• [DESCRIPTION OF THE TASK]
Below are the records; retype each one exactly.

Collected data entries:
___

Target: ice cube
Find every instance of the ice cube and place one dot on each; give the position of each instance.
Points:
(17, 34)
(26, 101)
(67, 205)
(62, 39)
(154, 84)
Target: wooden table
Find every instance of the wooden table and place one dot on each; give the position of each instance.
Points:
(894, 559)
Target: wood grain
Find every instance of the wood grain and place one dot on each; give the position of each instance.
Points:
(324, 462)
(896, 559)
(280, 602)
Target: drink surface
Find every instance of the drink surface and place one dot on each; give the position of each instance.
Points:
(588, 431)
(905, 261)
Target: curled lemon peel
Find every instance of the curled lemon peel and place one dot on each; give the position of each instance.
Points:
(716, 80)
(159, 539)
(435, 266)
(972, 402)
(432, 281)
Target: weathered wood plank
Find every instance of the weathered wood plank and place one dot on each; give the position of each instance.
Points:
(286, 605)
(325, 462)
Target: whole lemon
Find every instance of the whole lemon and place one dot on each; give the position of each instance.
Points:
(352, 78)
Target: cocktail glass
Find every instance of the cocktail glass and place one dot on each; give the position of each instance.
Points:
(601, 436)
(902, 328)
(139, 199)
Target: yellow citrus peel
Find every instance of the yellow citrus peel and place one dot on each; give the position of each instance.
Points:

___

• [WRITTEN ANSWER]
Target: ice cube
Find every instance of the ice cube and place one dot on each; give the position of each instance.
Points:
(17, 34)
(26, 101)
(67, 205)
(62, 39)
(154, 84)
Target: wooden table
Find every instance of the wooden table and place one dot on each; give the position of each instance.
Points:
(894, 559)
Target: wood grain
Find every instance of the wood grain and place one dot on each; give the position of each instance.
Points:
(324, 462)
(896, 559)
(280, 602)
Target: drink surface
Find every instance of the drink surface and place one dot on each; give the position of each instance.
Points:
(588, 431)
(905, 261)
Target: curled lemon peel
Find every instance of the curled lemon peel and place one dot on each; give the position of each instance.
Points:
(716, 80)
(159, 539)
(435, 266)
(972, 402)
(432, 281)
Target: weathered wood plank
Find every instance of the weathered wood plank and place one dot on each; give the position of each instance.
Points:
(286, 605)
(325, 462)
Target: whole lemon
Find every instance of the whole lemon and place one dot on each; give the position of each instance.
Points:
(352, 78)
Target: cocktail glass
Find every instance of the cocktail glass and place one dot on each; give the position of each instance.
Points:
(601, 436)
(902, 328)
(139, 199)
Target: yellow citrus peel
Find every instance of the yellow citrus peel and place one dot on each; give the position of each instance.
Points:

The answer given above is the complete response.